Recorded data:
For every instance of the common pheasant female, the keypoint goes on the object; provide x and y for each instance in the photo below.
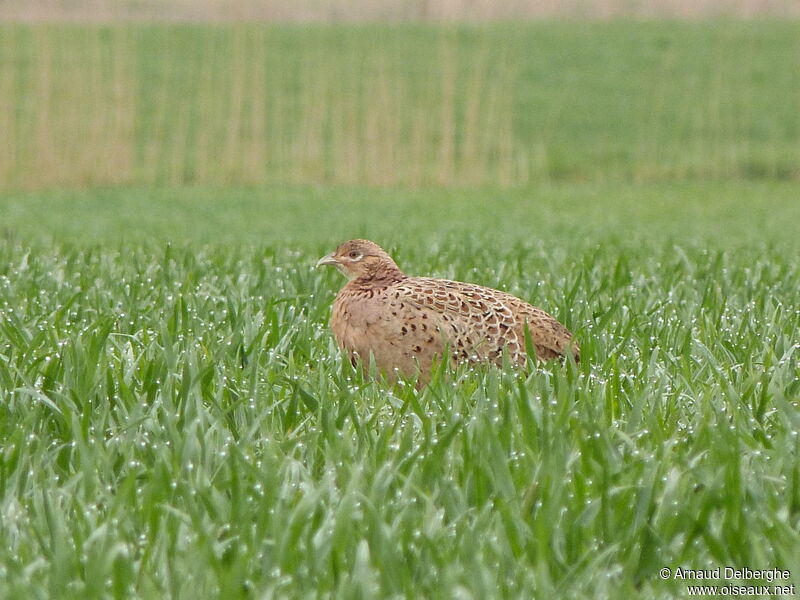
(405, 323)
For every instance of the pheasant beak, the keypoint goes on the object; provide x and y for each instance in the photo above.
(329, 259)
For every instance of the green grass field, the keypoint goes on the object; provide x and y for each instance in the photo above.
(175, 419)
(503, 105)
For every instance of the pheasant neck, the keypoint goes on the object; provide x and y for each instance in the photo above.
(383, 276)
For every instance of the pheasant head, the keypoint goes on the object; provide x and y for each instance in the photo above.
(361, 259)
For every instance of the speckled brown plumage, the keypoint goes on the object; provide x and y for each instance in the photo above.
(404, 323)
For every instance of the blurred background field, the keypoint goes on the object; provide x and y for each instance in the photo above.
(413, 105)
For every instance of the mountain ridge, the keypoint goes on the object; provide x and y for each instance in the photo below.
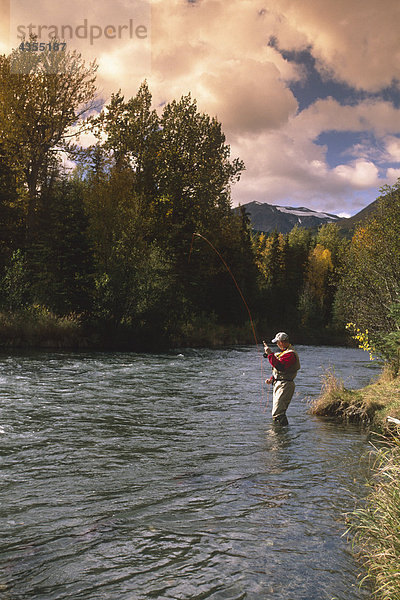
(266, 217)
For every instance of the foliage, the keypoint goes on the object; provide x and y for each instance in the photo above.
(111, 241)
(42, 95)
(369, 292)
(376, 526)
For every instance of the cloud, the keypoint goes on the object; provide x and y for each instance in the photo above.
(355, 42)
(393, 148)
(221, 52)
(360, 174)
(392, 175)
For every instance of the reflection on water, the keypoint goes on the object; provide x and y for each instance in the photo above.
(161, 476)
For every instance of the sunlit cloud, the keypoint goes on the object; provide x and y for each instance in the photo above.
(233, 59)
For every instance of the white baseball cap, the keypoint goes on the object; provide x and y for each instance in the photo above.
(281, 337)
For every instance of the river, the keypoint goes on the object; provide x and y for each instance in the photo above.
(160, 476)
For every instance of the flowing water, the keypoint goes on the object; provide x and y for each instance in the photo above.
(138, 476)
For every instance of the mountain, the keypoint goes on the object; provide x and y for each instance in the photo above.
(348, 226)
(267, 217)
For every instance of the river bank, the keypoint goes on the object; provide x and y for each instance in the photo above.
(376, 525)
(369, 406)
(38, 328)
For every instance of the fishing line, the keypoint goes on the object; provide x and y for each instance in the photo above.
(242, 297)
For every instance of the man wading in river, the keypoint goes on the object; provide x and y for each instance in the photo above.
(285, 365)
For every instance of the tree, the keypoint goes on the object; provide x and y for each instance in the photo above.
(42, 95)
(370, 288)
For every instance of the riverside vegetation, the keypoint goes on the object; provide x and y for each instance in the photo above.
(370, 286)
(97, 255)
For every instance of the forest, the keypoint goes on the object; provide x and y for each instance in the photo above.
(97, 244)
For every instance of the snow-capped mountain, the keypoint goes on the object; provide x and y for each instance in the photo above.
(267, 217)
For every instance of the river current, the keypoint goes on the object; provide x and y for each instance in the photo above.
(160, 476)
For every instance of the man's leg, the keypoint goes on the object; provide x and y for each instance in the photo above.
(283, 393)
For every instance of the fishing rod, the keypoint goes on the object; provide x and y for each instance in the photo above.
(242, 297)
(231, 274)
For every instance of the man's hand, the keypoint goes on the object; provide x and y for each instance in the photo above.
(267, 349)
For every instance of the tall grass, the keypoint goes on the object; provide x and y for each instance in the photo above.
(37, 327)
(368, 406)
(376, 526)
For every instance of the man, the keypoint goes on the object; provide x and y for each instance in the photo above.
(285, 365)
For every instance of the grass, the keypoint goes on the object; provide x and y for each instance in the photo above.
(368, 406)
(376, 526)
(37, 327)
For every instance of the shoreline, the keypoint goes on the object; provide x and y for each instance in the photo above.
(375, 524)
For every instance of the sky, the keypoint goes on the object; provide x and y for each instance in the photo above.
(307, 91)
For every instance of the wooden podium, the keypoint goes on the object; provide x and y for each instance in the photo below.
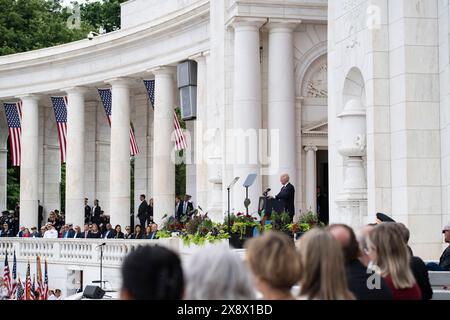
(268, 205)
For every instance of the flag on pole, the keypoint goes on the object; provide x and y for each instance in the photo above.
(150, 86)
(13, 115)
(19, 295)
(45, 292)
(106, 97)
(39, 288)
(14, 280)
(7, 275)
(28, 284)
(60, 108)
(180, 139)
(33, 287)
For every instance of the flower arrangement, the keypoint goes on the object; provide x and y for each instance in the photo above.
(198, 229)
(242, 223)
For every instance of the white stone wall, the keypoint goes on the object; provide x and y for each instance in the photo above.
(3, 158)
(142, 117)
(444, 79)
(103, 139)
(136, 12)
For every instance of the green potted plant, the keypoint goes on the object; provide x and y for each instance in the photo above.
(242, 227)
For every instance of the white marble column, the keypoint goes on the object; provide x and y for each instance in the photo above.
(311, 178)
(281, 102)
(29, 169)
(200, 128)
(3, 177)
(119, 177)
(75, 157)
(163, 146)
(244, 153)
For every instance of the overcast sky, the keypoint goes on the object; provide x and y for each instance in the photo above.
(67, 2)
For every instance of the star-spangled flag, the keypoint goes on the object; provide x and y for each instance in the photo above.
(60, 108)
(106, 97)
(40, 287)
(150, 86)
(45, 292)
(180, 139)
(28, 284)
(7, 275)
(13, 117)
(14, 279)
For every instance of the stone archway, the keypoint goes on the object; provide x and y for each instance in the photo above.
(352, 196)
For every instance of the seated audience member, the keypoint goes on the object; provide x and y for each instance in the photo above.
(417, 265)
(388, 251)
(51, 295)
(21, 230)
(128, 233)
(109, 233)
(26, 233)
(279, 271)
(118, 232)
(6, 232)
(444, 261)
(85, 233)
(94, 233)
(357, 274)
(51, 232)
(77, 234)
(68, 233)
(218, 274)
(138, 234)
(322, 268)
(151, 231)
(152, 273)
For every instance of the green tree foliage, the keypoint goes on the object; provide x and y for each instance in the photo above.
(34, 24)
(104, 14)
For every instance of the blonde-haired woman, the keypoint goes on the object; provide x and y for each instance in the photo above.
(322, 266)
(388, 251)
(275, 265)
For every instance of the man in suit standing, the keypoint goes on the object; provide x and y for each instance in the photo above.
(40, 214)
(287, 195)
(96, 212)
(87, 211)
(85, 233)
(109, 233)
(143, 211)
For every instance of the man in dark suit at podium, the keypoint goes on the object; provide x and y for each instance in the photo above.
(287, 195)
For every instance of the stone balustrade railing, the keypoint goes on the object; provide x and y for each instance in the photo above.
(79, 251)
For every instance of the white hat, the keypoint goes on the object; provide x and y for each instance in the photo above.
(446, 227)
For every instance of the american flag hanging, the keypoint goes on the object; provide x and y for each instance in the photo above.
(60, 108)
(106, 97)
(14, 280)
(13, 115)
(180, 139)
(7, 275)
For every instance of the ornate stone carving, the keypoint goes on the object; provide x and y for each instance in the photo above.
(317, 84)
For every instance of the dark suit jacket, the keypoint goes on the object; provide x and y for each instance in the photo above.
(119, 235)
(151, 235)
(8, 233)
(96, 217)
(93, 235)
(110, 235)
(357, 283)
(87, 213)
(143, 210)
(287, 197)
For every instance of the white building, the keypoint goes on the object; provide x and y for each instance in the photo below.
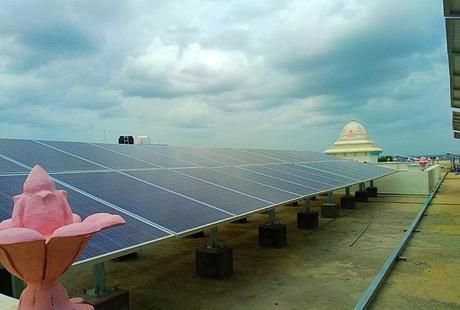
(353, 143)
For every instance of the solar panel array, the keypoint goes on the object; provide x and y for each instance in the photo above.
(165, 191)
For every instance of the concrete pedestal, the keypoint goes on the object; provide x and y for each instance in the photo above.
(330, 210)
(199, 234)
(361, 196)
(308, 219)
(214, 263)
(126, 257)
(348, 202)
(243, 220)
(272, 235)
(371, 191)
(116, 300)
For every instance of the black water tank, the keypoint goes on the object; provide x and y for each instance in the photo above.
(126, 140)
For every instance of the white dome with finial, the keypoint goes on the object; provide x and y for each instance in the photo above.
(353, 131)
(354, 143)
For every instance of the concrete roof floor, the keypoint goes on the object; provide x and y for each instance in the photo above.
(316, 270)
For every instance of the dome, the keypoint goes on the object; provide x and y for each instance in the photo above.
(353, 131)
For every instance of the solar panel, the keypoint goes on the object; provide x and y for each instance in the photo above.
(273, 194)
(151, 154)
(100, 155)
(164, 191)
(7, 167)
(221, 197)
(107, 241)
(32, 153)
(291, 187)
(165, 208)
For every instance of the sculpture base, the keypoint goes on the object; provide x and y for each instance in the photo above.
(116, 300)
(272, 235)
(330, 210)
(214, 263)
(361, 196)
(348, 202)
(49, 295)
(308, 219)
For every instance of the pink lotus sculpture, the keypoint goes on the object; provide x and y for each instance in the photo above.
(43, 238)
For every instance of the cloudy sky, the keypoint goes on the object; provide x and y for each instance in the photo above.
(271, 74)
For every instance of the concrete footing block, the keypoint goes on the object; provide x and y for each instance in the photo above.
(214, 263)
(116, 300)
(371, 191)
(126, 257)
(272, 235)
(243, 220)
(330, 210)
(199, 234)
(361, 196)
(308, 219)
(348, 202)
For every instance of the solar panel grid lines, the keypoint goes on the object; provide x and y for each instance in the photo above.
(306, 178)
(267, 180)
(168, 156)
(251, 180)
(111, 205)
(32, 153)
(273, 194)
(222, 186)
(126, 155)
(305, 167)
(180, 189)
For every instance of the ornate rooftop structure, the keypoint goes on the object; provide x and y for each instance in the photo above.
(354, 143)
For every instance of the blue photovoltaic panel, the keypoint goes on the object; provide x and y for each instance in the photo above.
(360, 170)
(267, 180)
(262, 191)
(184, 154)
(134, 232)
(296, 168)
(99, 155)
(32, 153)
(204, 192)
(148, 153)
(316, 175)
(215, 158)
(336, 170)
(290, 177)
(174, 212)
(8, 167)
(241, 156)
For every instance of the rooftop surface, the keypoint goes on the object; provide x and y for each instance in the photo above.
(317, 268)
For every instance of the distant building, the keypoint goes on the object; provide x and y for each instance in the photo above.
(353, 143)
(143, 140)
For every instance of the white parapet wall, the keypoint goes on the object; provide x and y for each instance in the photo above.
(409, 181)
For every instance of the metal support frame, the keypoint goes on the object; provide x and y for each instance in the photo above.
(17, 286)
(376, 283)
(330, 197)
(100, 285)
(213, 241)
(307, 205)
(271, 217)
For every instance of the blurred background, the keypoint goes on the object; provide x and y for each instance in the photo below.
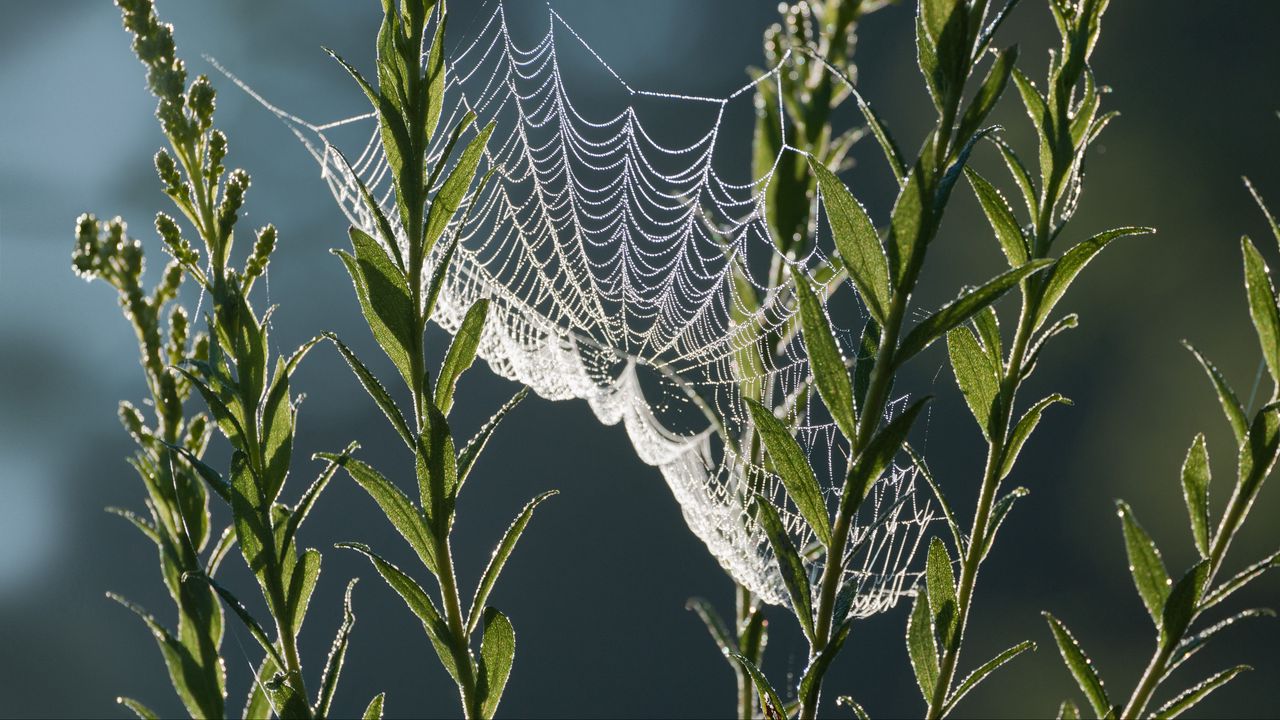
(598, 587)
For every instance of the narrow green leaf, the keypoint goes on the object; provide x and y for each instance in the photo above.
(1192, 696)
(142, 711)
(878, 454)
(302, 584)
(792, 466)
(384, 299)
(1182, 605)
(1196, 478)
(1262, 306)
(1232, 406)
(961, 309)
(977, 677)
(941, 584)
(1240, 579)
(416, 598)
(448, 199)
(461, 355)
(790, 565)
(1194, 643)
(394, 504)
(1074, 260)
(997, 516)
(920, 646)
(714, 624)
(470, 452)
(499, 557)
(988, 94)
(245, 616)
(374, 388)
(1008, 231)
(374, 711)
(337, 655)
(1023, 429)
(845, 701)
(826, 360)
(856, 242)
(769, 702)
(978, 378)
(1080, 666)
(497, 651)
(1146, 564)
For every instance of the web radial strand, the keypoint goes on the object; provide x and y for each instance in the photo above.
(612, 259)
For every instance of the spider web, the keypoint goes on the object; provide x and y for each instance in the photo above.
(618, 265)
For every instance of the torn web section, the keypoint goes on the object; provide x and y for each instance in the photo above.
(625, 269)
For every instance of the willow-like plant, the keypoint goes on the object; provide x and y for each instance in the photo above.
(813, 92)
(1175, 607)
(398, 277)
(250, 404)
(952, 39)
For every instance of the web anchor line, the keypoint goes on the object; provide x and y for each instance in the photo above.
(612, 260)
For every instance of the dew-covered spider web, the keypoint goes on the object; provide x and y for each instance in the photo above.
(625, 269)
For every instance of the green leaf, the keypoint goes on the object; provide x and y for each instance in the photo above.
(1146, 564)
(184, 673)
(142, 711)
(337, 655)
(961, 309)
(792, 466)
(1240, 579)
(1074, 260)
(1192, 645)
(461, 355)
(920, 646)
(824, 359)
(302, 584)
(394, 504)
(790, 565)
(941, 584)
(416, 598)
(470, 452)
(988, 94)
(1080, 666)
(1262, 306)
(497, 651)
(374, 388)
(1257, 458)
(1192, 696)
(769, 702)
(1225, 396)
(1023, 429)
(447, 201)
(987, 668)
(878, 454)
(1196, 478)
(1182, 605)
(997, 516)
(1009, 232)
(375, 707)
(499, 557)
(845, 701)
(856, 242)
(384, 299)
(714, 624)
(978, 378)
(243, 614)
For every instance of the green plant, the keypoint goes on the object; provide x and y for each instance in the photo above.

What the task requires: Set down, exactly as they appear, the line holding "For every instance of the spider" and every line after it until the records end.

Response to the exercise:
For every instance of the spider web, the keypoint goes on the object; provide x and y for each instance in the photo above.
(618, 265)
For every instance of the torn web section, the keypoint goes on the object; provide x and y for each instance in the photo above.
(625, 269)
For every instance of the willow-like plant, the keypoint goes on the object; provide x and y for each instance in the photo above.
(813, 92)
(1175, 607)
(398, 277)
(250, 404)
(952, 39)
For every instance of the web anchor line, the keypoint goes on the object; provide x and y for each instance in the photo above.
(612, 260)
For every instance of the dew-covered spider web, the keypoint goes on the object; provide x and y for each instance in the photo above.
(625, 269)
For every instance of the green leaf, the keypoint goes on the object; provide x and y for each instance in the photo above.
(1146, 564)
(184, 673)
(142, 711)
(337, 655)
(961, 309)
(792, 466)
(1240, 579)
(1074, 260)
(1192, 645)
(461, 355)
(920, 646)
(824, 359)
(302, 584)
(394, 504)
(790, 565)
(941, 584)
(416, 598)
(470, 452)
(988, 94)
(1080, 666)
(1262, 306)
(497, 651)
(374, 388)
(1257, 458)
(1192, 696)
(769, 702)
(1225, 396)
(1023, 429)
(447, 201)
(987, 668)
(878, 454)
(1196, 478)
(1182, 605)
(997, 516)
(1009, 232)
(375, 707)
(499, 557)
(845, 701)
(856, 242)
(384, 299)
(714, 624)
(978, 378)
(243, 614)
For every instance of the green plant, the keypoint goes on the object; provide x and y for each instance in the photo above.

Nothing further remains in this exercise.